#### SUPPLIED INFORMATION ####

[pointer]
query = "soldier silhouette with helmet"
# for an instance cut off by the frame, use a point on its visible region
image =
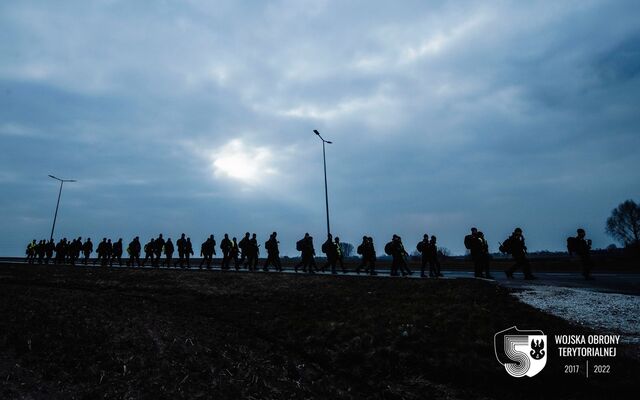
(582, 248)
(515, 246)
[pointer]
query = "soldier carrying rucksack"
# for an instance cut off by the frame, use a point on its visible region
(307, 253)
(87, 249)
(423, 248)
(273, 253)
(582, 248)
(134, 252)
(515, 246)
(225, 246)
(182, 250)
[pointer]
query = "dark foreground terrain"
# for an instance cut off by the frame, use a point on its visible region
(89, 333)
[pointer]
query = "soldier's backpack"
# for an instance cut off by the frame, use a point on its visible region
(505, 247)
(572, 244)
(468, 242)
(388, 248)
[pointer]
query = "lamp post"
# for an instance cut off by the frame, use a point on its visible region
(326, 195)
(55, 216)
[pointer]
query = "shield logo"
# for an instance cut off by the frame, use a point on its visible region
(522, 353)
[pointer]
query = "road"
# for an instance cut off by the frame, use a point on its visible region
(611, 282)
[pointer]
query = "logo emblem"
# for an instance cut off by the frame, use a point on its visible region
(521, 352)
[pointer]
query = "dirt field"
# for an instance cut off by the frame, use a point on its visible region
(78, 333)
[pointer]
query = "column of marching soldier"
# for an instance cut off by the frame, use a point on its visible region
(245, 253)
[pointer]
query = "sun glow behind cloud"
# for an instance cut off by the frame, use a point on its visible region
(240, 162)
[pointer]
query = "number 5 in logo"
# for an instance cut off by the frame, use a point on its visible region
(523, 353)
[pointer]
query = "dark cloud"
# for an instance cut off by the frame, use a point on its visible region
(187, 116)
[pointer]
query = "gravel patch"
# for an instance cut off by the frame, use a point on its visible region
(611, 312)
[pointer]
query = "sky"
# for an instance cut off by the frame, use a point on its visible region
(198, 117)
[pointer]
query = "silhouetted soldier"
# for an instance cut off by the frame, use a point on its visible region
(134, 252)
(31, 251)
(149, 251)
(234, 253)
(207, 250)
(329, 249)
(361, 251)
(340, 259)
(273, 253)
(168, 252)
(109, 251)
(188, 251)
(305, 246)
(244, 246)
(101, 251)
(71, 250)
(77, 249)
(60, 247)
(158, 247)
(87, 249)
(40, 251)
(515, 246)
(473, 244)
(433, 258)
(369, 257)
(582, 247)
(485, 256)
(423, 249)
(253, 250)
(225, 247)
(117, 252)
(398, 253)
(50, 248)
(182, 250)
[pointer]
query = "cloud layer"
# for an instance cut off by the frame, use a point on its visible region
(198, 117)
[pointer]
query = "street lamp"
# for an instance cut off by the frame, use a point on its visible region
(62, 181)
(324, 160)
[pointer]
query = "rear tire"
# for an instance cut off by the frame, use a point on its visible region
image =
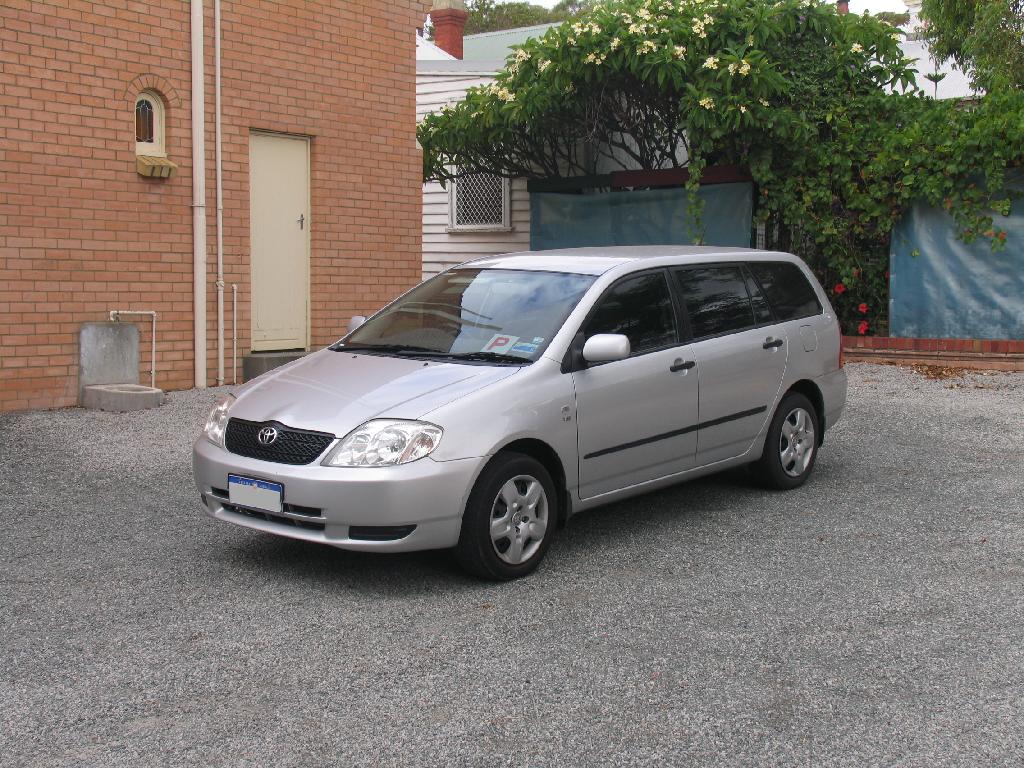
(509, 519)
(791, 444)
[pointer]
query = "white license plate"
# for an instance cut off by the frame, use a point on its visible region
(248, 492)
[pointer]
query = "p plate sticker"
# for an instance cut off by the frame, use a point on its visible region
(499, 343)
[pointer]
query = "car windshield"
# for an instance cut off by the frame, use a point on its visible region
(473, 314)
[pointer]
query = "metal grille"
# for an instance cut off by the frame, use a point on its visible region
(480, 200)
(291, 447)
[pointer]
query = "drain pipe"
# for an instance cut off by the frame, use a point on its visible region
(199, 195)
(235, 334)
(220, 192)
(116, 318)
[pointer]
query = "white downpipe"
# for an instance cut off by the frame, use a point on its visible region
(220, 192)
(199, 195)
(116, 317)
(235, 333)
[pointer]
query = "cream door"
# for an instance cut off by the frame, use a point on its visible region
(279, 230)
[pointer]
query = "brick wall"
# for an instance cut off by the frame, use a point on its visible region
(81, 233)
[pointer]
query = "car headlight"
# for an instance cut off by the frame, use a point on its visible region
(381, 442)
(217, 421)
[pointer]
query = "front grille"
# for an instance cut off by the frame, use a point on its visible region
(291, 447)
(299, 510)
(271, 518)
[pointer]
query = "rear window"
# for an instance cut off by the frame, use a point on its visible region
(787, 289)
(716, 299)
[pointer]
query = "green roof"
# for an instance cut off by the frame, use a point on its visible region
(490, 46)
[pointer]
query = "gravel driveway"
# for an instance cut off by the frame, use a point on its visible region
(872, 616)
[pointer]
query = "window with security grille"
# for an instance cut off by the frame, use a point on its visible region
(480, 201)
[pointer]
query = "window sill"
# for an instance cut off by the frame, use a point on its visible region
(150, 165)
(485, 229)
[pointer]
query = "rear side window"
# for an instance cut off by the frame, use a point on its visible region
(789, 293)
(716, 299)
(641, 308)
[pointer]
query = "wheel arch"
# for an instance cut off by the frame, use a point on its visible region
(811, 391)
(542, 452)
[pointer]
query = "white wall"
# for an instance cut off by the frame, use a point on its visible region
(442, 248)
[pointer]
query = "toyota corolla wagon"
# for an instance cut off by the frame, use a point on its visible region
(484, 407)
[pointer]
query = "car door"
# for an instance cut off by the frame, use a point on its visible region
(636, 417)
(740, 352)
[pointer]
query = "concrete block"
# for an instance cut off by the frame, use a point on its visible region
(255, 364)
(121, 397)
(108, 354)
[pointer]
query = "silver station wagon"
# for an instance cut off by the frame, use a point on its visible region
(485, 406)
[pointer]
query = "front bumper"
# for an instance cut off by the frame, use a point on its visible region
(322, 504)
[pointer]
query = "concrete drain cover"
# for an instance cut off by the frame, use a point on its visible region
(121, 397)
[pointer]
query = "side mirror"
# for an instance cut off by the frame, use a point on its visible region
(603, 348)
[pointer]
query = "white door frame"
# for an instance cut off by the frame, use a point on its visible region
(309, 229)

####
#### SUPPLIED INFORMATION ####

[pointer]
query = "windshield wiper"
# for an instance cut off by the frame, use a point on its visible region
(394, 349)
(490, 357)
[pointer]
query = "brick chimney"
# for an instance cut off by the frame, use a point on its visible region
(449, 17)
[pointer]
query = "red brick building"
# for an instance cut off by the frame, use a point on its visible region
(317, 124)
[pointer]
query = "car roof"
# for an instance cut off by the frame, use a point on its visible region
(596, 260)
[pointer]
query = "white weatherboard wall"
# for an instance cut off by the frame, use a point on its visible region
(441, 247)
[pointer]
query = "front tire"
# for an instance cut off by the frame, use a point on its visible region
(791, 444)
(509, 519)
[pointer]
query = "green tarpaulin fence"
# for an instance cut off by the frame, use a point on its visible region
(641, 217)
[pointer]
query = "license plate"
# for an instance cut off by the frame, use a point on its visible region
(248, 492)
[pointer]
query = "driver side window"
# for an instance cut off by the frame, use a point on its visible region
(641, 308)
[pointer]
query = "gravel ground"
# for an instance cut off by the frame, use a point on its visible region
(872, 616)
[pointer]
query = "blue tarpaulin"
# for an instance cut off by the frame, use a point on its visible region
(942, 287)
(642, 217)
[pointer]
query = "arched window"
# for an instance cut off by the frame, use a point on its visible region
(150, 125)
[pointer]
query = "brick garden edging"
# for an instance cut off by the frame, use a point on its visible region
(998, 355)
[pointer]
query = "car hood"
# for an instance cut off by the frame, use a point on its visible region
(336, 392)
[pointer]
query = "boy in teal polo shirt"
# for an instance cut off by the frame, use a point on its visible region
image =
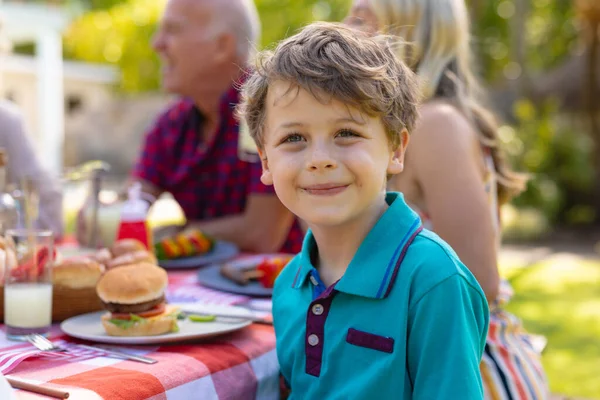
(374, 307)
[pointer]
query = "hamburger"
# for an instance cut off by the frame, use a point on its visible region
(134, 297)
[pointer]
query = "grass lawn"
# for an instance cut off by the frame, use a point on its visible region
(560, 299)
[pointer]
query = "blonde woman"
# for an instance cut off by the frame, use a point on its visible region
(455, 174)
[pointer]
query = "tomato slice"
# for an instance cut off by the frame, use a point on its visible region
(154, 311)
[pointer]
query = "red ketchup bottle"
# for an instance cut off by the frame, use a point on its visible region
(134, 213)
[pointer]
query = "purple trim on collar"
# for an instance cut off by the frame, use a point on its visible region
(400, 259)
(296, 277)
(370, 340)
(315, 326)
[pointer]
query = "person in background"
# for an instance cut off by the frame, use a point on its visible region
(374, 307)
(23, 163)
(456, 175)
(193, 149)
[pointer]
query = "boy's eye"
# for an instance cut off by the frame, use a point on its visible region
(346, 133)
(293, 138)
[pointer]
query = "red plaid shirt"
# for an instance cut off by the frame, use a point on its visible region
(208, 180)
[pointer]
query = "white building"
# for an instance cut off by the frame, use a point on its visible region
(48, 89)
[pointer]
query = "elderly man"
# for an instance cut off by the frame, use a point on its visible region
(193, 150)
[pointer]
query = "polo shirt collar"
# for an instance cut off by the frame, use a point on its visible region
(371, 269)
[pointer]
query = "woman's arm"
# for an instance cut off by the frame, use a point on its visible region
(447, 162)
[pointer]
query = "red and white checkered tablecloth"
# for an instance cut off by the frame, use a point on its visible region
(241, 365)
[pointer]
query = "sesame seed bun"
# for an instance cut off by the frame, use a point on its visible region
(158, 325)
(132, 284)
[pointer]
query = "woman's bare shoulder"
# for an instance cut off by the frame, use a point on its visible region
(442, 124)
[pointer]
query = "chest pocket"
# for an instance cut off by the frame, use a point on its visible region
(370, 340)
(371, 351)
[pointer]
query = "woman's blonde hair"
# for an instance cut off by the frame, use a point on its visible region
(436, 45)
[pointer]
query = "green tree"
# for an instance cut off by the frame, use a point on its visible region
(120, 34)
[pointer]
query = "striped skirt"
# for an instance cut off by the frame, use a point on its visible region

####

- [GOAL]: Select every line in the listing above that contains the word "tarpaulin", and copy each one.

- [OUTPUT OF THE TASK]:
query = "green tarpaulin fence"
query = "blue tarpaulin"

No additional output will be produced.